In La Araucanía, among Smart Forest Field School participants and interviewees, there was strong support for connecting and strengthening forest networks through the participation of a greater range of actors. It was felt that technology could facilitate these developments, enabling connections between academic, artistic, conservation, state and community representatives. Education was seen as a way to pivot from wildfire technologies being primarily oriented toward emergency responsiveness and management, towards developing technologies for prevention, communication, and education. Field School participants and interviewees noted that non-state organisations and sectors, including universities, foundations and NGOs, can play an important role in broadening and enhancing the educational and preventive components of forest fire knowledge and responsiveness. Some Field School participants and interviewees felt there was a lack of connection to universities, but that these institutions could be more central in facilitating dialogic, citizen-oriented observations, while supporting community networks and their environmental observations. As interviewees noted, communities can also educate the state, as they often know the most about their territory and are accustomed to responding in comprehensive and effective ways to hazards that occur. At the same time, it was suggested that ministries could be more joined up so as to understand environmental problems in their complexity, rather than on a single-issue basis.
Our research also suggested that if fire prevention is to be foregrounded in La Araucanía as a key component of wildfire practices, then more robust and diverse social organisation, pluralistic environmental engagements, and creative ways of engaging with education and technology are required to create effective community involvement.
8Proposals for forest technologies
8Context
The following research and policy recommendations offer strategies to enable community-led approaches to smart forest technologies to be effectively designed, implemented, and supported. We consider how the introduction of smart forest technologies can be made more equitable through sustainable support and funding. We propose ways to look beyond digital technologies alone, and embrace a plurality of forest techniques and technologies, including those that are analogue, ancestral and ecological.
The recommendations have been drawn from our interviews, grey literature review and research with case study communities. We hope they are relevant to a broad range of actors in the field of forest technologies, including communities, CSOs, publics, NGOs, funders, technologists, industry actors, researchers, and policymakers.

• [LISTED ENTRIES]:
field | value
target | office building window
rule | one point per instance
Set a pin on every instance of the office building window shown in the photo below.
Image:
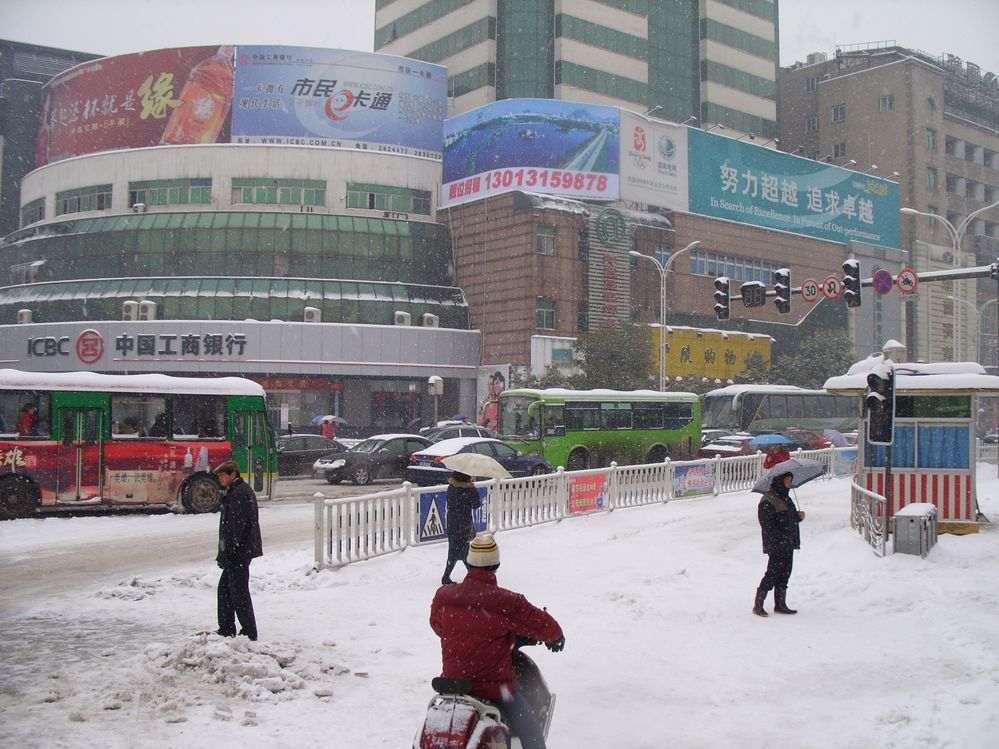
(546, 240)
(546, 314)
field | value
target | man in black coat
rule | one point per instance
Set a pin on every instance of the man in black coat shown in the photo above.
(779, 520)
(239, 542)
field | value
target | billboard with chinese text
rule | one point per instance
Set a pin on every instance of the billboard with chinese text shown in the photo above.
(339, 99)
(534, 145)
(165, 96)
(653, 162)
(743, 182)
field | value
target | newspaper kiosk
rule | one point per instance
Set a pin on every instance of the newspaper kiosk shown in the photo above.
(933, 452)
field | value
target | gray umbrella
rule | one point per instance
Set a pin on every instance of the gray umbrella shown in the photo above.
(802, 471)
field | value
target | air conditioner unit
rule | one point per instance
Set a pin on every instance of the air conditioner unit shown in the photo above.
(147, 310)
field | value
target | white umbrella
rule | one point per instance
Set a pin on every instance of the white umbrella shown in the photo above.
(476, 464)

• [ACTIONS TO TAKE]:
1) How many lines of the listing contain the string "chinese"? Case counts, so give only the number.
2) Pick up the text on smart forest technologies after its final sentence and keep writing it.

• [ANSWERS BELOW]:
1) 2

2)
1. Pluralise engagements with forest technologies to integrate community knowledge
Our research suggested a need for forest technologies—digital and otherwise—to operate alongside other forms of knowing. These technologies should not be seen as ‘objective’ digital mirrors of ecosystems, rather, they should be used as tools to complement environmental knowledge and experience, contributing to and complexifying existing ways of sensing and inhabiting forests.
Looked at in isolation, digital forest technologies risk erasing community ways of knowing and reducing complex forest worlds to mapped observations from above or monetizable carbon or species data. Other less detectable species, cultures, histories and ecological functions may become obscured. Older generations may be particularly vulnerable to having their ways of seeing elided by smart forest technologies since they are generally less likely to engage with digital infrastructure. Community-led forest technology initiatives should work consciously to incorporate ancestral knowledge and differing socio-political perspectives into the design and deployment of technologies.
In order to pluralise ways of knowing smart forest worlds we recommend integrating digital, analogue and ancestral methods when working with community-led forest technologies. For example, during our Field Schools in Uttarakhand, researchers and participants combined participatory paper mapping of village territories with GPS mapping; participants also used video footage to narrate community experiences on the ground and complicate the narrative produced by drone footage. Meanwhile, during Field Schools in Ecodorp Boekel, researchers constructed an interactive installation that combined playful QR codes scanning with community conversations around biodiversity. These conversations also revealed the importance of acknowledging biases in technology design and data.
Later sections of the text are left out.